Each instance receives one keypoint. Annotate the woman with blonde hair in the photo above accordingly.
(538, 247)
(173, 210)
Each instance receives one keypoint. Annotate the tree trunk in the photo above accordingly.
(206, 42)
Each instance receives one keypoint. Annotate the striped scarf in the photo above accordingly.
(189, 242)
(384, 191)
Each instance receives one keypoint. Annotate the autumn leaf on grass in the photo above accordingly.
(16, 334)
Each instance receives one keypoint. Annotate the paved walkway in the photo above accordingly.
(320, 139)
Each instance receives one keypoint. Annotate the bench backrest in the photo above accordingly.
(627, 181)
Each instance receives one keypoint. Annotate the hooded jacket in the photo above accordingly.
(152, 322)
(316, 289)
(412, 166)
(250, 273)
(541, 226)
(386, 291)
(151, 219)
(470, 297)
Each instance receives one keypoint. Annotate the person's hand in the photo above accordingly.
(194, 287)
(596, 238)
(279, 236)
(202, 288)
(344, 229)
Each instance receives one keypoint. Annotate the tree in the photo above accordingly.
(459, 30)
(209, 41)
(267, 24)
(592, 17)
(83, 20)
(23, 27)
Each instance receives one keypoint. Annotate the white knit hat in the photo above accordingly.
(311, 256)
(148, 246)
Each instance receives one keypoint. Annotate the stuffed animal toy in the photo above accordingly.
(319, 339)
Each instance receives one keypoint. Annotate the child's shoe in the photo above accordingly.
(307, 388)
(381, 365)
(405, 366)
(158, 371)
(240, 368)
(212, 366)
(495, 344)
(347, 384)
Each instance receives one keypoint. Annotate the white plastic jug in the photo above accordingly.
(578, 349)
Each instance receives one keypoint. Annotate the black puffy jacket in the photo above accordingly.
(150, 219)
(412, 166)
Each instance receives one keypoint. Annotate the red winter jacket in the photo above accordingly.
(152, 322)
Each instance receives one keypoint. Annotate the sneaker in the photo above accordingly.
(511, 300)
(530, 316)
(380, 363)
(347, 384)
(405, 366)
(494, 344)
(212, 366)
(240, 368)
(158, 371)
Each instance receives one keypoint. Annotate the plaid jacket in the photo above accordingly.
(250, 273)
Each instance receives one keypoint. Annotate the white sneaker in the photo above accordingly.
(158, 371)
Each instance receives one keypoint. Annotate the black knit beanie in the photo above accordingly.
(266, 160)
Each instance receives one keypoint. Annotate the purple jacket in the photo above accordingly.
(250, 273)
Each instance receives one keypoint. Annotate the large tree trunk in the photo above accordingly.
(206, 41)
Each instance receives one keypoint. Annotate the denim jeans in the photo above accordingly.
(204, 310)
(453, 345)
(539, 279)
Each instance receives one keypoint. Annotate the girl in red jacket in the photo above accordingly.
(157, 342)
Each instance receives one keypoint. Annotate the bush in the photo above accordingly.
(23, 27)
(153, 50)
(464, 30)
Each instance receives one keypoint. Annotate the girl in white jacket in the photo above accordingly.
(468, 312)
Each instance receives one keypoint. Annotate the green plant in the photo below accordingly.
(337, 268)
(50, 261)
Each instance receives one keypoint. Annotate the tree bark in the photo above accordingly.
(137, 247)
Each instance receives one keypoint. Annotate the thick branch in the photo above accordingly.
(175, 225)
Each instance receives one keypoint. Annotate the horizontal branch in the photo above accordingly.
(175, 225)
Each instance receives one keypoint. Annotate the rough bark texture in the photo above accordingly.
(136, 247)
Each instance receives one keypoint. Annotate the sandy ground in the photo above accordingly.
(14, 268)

Aim of the task: Nothing above should be left out; write out every record exactly.

Solution to this task:
Each instance receives one keypoint. Annotate the woman with blonde hair in the photo above accordingly.
(538, 247)
(173, 210)
Each instance receives one keypoint. Annotate the tree trunk in the photo above accordingly.
(206, 42)
Each instance receives one keypoint. Annotate the striped scarf in the photo above accordingly.
(189, 242)
(384, 191)
Each instance receives one keypoint. Annotate the autumn leaf on grass in the photo above accordingly.
(16, 334)
Each instance receives one keypoint. Annotate the paved walkway in the photo above accordingly.
(320, 139)
Each instance receives one keypoint. Annotate the bench backrest in the photo above accordingly.
(627, 181)
Each instance receives one keypoint. Annotate the hooded jacket in the photo above accordingly.
(152, 322)
(316, 289)
(412, 166)
(250, 273)
(541, 226)
(386, 291)
(151, 219)
(470, 297)
Each instance receives one keypoint. Annotate the person's hand in the photo above accordingly.
(194, 287)
(596, 238)
(279, 236)
(202, 288)
(344, 229)
Each instance receives one keypoint. Annotate the tree in the photo above accordingly.
(459, 30)
(209, 41)
(267, 24)
(592, 17)
(83, 20)
(23, 27)
Each instance receives one keypoint. Annotate the white knit hat in the photo above accordingly.
(311, 256)
(148, 246)
Each instance receives one keypoint. Annotate the stuffed animal toy in the photo above accordingly.
(319, 339)
Each instance receives one keypoint. Annotate the child's shoe in the photo above accordingly.
(307, 388)
(381, 365)
(405, 366)
(158, 371)
(240, 368)
(212, 366)
(495, 344)
(347, 384)
Each instance receives one keypoint. Annotate the white plastic jug in the photo above accordingly.
(578, 349)
Each instance receives one keypoint. Annotate the black puffy jacket in the photo above accordingly.
(150, 219)
(412, 166)
Each instance receives one keypoint. Annotate the red winter jacket in the photo above accordingly.
(152, 322)
Each instance receives one keypoint. Annotate the sneaker in the photo above accordingly.
(511, 300)
(530, 316)
(380, 363)
(347, 384)
(405, 366)
(494, 344)
(212, 366)
(240, 368)
(158, 371)
Each instance receives one keypoint. Annotate the plaid jacket in the photo above accordingly.
(250, 273)
Each instance receives one keypoint. Annotate the white sneaker in the photo above accordingly.
(158, 371)
Each instance receives one keypoint. Annotate the black knit beanie in the photo above accordingly.
(266, 160)
Each instance receives one keypoint. Annotate the purple jacket in the photo above accordingly.
(250, 273)
Each instance receives one keypoint. Annotate the large tree trunk in the photo above accordingly.
(206, 41)
Each instance receives one keypoint. Annotate the denim jeans in the photo above accordingly.
(204, 310)
(453, 345)
(539, 279)
Each instance receives one keypoint. Annotate the girl in red jacket in the photo above accordingly.
(157, 342)
Each instance receives one keypoint. Annotate the bush in the photo above accordingly.
(23, 27)
(153, 50)
(464, 30)
Each instance receives one keypoint. Annotate the girl in white jacket in the photo above accordingly.
(468, 312)
Each instance receives one keypoint. Annotate the green plant in the photo below accordingly.
(337, 268)
(50, 261)
Each instance receives one keypoint. Annotate the tree bark in the photo above accordingly.
(137, 247)
Each instance receives one keypoint. Annotate the thick branch in the photo above accordingly.
(175, 225)
Each instance receives one keypoint. Annotate the horizontal branch in the photo above accordingly.
(175, 225)
Each instance receives one keypoint. Annotate the rough bark texture in the photo above accordingly.
(136, 247)
Each instance receives one keypoint. Annotate the sandy ground in the photo above accordingly.
(14, 268)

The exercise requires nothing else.